- [TASK BRIEF]
For each record below, set it down exactly but leave out any picture.

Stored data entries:
◇ ◇ ◇ ◇ ◇
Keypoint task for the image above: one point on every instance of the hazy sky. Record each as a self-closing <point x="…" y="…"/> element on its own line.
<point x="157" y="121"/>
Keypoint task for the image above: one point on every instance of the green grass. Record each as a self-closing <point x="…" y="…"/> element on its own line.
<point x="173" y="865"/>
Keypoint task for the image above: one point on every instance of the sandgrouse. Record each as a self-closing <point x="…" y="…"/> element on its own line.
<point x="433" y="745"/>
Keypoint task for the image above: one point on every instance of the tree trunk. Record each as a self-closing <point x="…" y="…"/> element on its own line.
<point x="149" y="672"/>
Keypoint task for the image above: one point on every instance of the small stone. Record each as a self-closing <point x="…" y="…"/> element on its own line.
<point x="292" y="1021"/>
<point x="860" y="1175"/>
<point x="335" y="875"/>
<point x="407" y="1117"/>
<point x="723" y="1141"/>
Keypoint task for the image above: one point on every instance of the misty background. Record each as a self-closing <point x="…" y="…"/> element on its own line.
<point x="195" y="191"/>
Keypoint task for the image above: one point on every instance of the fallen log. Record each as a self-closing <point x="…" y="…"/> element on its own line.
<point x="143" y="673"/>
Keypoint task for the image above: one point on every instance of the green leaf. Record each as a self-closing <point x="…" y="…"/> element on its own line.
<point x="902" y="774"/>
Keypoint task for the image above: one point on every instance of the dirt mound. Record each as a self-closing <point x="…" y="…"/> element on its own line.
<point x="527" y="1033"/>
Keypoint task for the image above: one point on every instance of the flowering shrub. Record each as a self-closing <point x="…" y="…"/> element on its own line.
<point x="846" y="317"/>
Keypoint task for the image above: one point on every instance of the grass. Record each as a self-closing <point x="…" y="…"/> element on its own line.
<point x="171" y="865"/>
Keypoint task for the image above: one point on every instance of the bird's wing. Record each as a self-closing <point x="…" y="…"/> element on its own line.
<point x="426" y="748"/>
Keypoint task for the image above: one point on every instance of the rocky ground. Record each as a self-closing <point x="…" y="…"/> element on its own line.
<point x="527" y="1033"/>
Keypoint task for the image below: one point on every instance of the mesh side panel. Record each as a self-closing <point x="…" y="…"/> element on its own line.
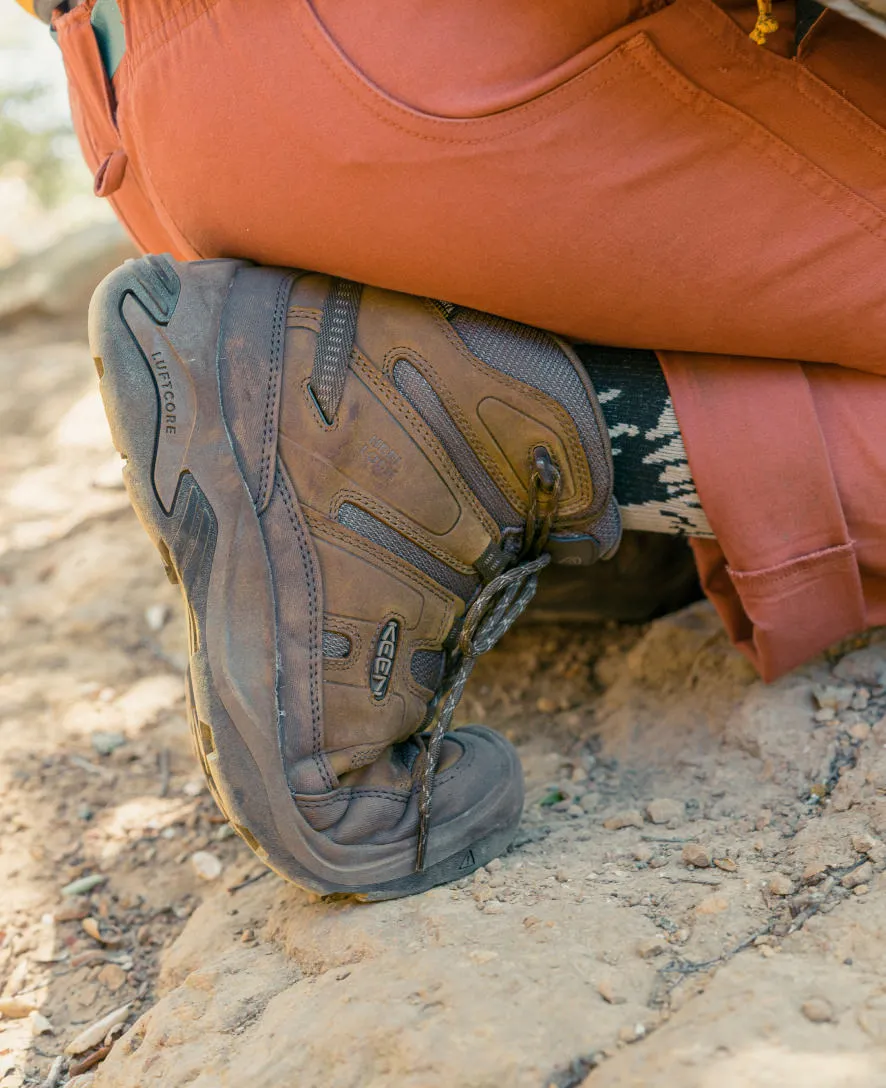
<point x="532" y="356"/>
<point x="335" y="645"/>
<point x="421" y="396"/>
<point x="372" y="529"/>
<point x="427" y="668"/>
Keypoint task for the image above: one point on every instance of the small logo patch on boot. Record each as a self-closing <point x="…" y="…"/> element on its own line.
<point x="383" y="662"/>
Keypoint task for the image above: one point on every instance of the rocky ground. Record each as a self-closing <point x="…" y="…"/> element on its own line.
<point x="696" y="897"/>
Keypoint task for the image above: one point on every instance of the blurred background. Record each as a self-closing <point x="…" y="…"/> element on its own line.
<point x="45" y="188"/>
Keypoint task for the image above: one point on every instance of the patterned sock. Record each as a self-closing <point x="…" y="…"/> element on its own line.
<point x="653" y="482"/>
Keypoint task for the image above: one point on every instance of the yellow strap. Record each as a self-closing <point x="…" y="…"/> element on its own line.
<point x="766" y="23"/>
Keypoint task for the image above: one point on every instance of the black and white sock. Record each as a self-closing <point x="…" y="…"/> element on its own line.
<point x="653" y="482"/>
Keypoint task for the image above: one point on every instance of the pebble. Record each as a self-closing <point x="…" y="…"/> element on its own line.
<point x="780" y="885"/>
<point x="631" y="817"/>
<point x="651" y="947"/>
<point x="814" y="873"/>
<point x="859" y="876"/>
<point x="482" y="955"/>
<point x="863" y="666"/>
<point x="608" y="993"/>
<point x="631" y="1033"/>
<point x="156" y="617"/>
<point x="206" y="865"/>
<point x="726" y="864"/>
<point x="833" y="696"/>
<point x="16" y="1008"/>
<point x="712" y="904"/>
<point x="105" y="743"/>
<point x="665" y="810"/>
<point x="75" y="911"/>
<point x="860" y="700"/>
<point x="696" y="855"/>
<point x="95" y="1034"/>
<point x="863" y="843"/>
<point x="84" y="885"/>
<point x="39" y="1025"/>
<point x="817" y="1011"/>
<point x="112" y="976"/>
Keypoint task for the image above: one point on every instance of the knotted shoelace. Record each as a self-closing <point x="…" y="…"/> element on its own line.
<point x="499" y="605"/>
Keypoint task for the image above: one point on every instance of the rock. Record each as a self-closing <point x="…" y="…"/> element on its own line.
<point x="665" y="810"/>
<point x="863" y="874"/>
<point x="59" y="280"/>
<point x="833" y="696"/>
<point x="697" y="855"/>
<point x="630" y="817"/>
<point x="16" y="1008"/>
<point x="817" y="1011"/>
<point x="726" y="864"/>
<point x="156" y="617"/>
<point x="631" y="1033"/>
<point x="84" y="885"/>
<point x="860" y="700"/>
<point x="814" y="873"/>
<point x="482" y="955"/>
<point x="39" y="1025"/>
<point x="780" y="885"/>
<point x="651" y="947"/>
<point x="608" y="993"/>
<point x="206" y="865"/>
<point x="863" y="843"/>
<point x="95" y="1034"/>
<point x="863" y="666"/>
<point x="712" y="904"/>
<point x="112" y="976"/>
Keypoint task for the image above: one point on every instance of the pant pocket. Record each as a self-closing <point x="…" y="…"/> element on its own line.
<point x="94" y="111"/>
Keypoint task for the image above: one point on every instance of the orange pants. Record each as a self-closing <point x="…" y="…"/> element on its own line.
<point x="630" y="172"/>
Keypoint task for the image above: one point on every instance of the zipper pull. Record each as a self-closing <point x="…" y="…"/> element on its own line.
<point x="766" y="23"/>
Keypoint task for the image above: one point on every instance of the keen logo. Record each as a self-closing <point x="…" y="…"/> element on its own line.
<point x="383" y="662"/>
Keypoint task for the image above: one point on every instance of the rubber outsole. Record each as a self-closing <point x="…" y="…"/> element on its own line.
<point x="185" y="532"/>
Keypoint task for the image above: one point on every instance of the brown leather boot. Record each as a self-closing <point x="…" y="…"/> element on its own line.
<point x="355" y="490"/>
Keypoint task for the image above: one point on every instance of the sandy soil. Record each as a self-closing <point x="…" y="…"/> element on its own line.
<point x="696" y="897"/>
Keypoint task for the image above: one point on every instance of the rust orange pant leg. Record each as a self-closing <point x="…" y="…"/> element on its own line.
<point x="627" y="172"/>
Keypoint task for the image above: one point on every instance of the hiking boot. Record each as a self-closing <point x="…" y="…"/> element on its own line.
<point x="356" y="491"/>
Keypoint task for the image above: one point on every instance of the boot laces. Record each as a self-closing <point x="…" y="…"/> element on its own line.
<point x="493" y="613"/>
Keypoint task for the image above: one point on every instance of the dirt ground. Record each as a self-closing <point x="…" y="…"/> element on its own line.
◇ ◇ ◇ ◇ ◇
- [SOLVED PROBLEM]
Keypoint task for the image above: one point on every instance of the hazy sky. Record each as a self-closing <point x="…" y="…"/> element on its own line.
<point x="157" y="121"/>
Keypoint task for the image above: one point on every instance of the green grass. Record each as a self-closing <point x="…" y="…"/> element on its own line.
<point x="173" y="865"/>
Keypoint task for the image above: one point on every instance of the sandgrouse. Record each as a self-closing <point x="…" y="…"/> element on its own line.
<point x="433" y="745"/>
Keypoint task for the image above: one point on every instance of the tree trunk. Record each as a self-closing <point x="…" y="…"/> element on its own line.
<point x="149" y="672"/>
Keypoint task for the image above: one point on every instance of the small stone. Record each as a self-closing <point x="…" y="…"/> element on its own line.
<point x="292" y="1021"/>
<point x="860" y="1175"/>
<point x="335" y="875"/>
<point x="407" y="1117"/>
<point x="723" y="1141"/>
Keypoint task for the image above: one point on every instance of the misty background. Record each as a self-closing <point x="…" y="…"/> element on its own line.
<point x="195" y="191"/>
Keypoint task for the image above: one point on every instance of the fallen log. Record each as a self-closing <point x="…" y="…"/> element on its own line.
<point x="143" y="673"/>
Keypoint task for the image above: one point on every instance of the green leaf. Record each as a self-closing <point x="…" y="…"/> element on its own line.
<point x="902" y="774"/>
Keypoint task for the image above: one point on every instance of the dirt mound. Record each as a self-closing <point x="…" y="…"/> element on its own line.
<point x="527" y="1033"/>
Keypoint task for the image above: one point on every instance of the flowering shrub. Record each as a self-closing <point x="…" y="…"/> element on its own line.
<point x="846" y="317"/>
Keypoint task for the image above: one point on every instance of the grass. Record each as a self-closing <point x="…" y="…"/> element on its own line.
<point x="171" y="865"/>
Keypoint task for the image above: one point on every instance of the bird's wing. Record each as a self-closing <point x="…" y="…"/> element on its own line.
<point x="426" y="748"/>
Keypoint task for the image above: one point on every instance of the rocky ground. Record each as a self-closing <point x="…" y="…"/> element on its own line.
<point x="527" y="1033"/>
Keypoint task for the image below: one point on every instance of the mesh side panel. Record each as a self-closing <point x="…" y="…"/> element on its own line.
<point x="532" y="356"/>
<point x="335" y="645"/>
<point x="421" y="396"/>
<point x="372" y="529"/>
<point x="427" y="668"/>
Keypoint task for the image above: one point on every instance of the small logo patch on boot. Record each as a self-closing <point x="…" y="…"/> element on its own line.
<point x="383" y="662"/>
Keypoint task for the image above: one point on every instance of the rocky ground. Record each as a self-closing <point x="…" y="…"/> element on its own line.
<point x="696" y="897"/>
Keypoint task for the image above: one point on every instance of the blurred background. Record each as a self-closing <point x="…" y="…"/> element on its own line.
<point x="45" y="188"/>
Keypoint task for the image above: one point on every instance of the patterned sock. Record each as a self-closing <point x="…" y="…"/> element on its own line.
<point x="653" y="482"/>
Keypoint task for the image above: one point on every instance of the yellow strap. Record each as a self-closing <point x="…" y="…"/> element on its own line.
<point x="766" y="23"/>
Keypoint task for the image above: one point on every instance of the black and white sock. Record each as a self-closing <point x="…" y="…"/> element on its own line.
<point x="653" y="482"/>
Keypoint task for the image above: one point on every instance of the pebble. Record each as a self-closing <point x="…" y="…"/> element on its own line.
<point x="780" y="885"/>
<point x="631" y="817"/>
<point x="651" y="947"/>
<point x="814" y="873"/>
<point x="859" y="876"/>
<point x="482" y="955"/>
<point x="863" y="666"/>
<point x="608" y="993"/>
<point x="631" y="1033"/>
<point x="156" y="617"/>
<point x="206" y="865"/>
<point x="726" y="864"/>
<point x="833" y="696"/>
<point x="16" y="1008"/>
<point x="712" y="904"/>
<point x="105" y="743"/>
<point x="665" y="810"/>
<point x="75" y="911"/>
<point x="860" y="700"/>
<point x="696" y="855"/>
<point x="95" y="1034"/>
<point x="863" y="843"/>
<point x="84" y="885"/>
<point x="39" y="1025"/>
<point x="817" y="1011"/>
<point x="112" y="976"/>
Keypoint task for the image above: one point on every instance of the knotted shoelace. Record each as a self-closing <point x="…" y="…"/> element on its own line.
<point x="499" y="605"/>
Keypoint task for the image above: one point on every instance of the rock. Record each as a self-closing <point x="…" y="…"/> element on its own line.
<point x="665" y="810"/>
<point x="863" y="874"/>
<point x="59" y="280"/>
<point x="833" y="696"/>
<point x="697" y="855"/>
<point x="630" y="817"/>
<point x="16" y="1008"/>
<point x="817" y="1011"/>
<point x="726" y="864"/>
<point x="156" y="617"/>
<point x="631" y="1033"/>
<point x="84" y="885"/>
<point x="860" y="700"/>
<point x="814" y="873"/>
<point x="482" y="955"/>
<point x="39" y="1025"/>
<point x="780" y="885"/>
<point x="651" y="947"/>
<point x="608" y="993"/>
<point x="206" y="865"/>
<point x="863" y="843"/>
<point x="95" y="1034"/>
<point x="863" y="666"/>
<point x="712" y="904"/>
<point x="112" y="976"/>
Keypoint task for the image above: one point on every instance of the pant pocket. Record each as a self-closing <point x="…" y="…"/> element on its own line.
<point x="94" y="111"/>
Keypoint task for the image above: one point on every instance of the orange pants. Record each as a self-closing <point x="…" y="…"/> element on its own line.
<point x="630" y="172"/>
Keypoint task for the image above: one point on every instance of the zipper pull. Record each as a self-closing <point x="…" y="…"/> element on its own line.
<point x="766" y="23"/>
Keypoint task for the image above: one point on every instance of the keen logo. Record each as a self-closing <point x="…" y="…"/> element on its own line.
<point x="383" y="662"/>
Keypoint task for the image above: one point on every instance of the rubber outsole. Record each as a self-closing <point x="…" y="…"/> element on its own line.
<point x="185" y="532"/>
Keypoint task for the image above: one point on every instance of the brown leather boot. Record each as a self-closing <point x="…" y="…"/> element on its own line.
<point x="355" y="490"/>
Keypoint task for the image above: one point on every instance of the sandy soil. Record each as a self-closing <point x="…" y="…"/> element on its own line.
<point x="696" y="897"/>
Keypoint task for the image above: one point on every instance of the rust orange pant leg. Record each as a self-closing <point x="…" y="…"/> element on its own line.
<point x="627" y="172"/>
Keypoint task for the image above: one point on every instance of the hiking boot. Record each as a self-closing <point x="…" y="…"/> element on its own line.
<point x="356" y="491"/>
Keypoint task for the image above: one point on every instance of the boot laces. Record each as a self-closing <point x="…" y="…"/> element on its own line.
<point x="493" y="613"/>
Keypoint task for the image above: one point on every instance of the dirt ground. Record each as a self-closing <point x="…" y="…"/> element on its own line.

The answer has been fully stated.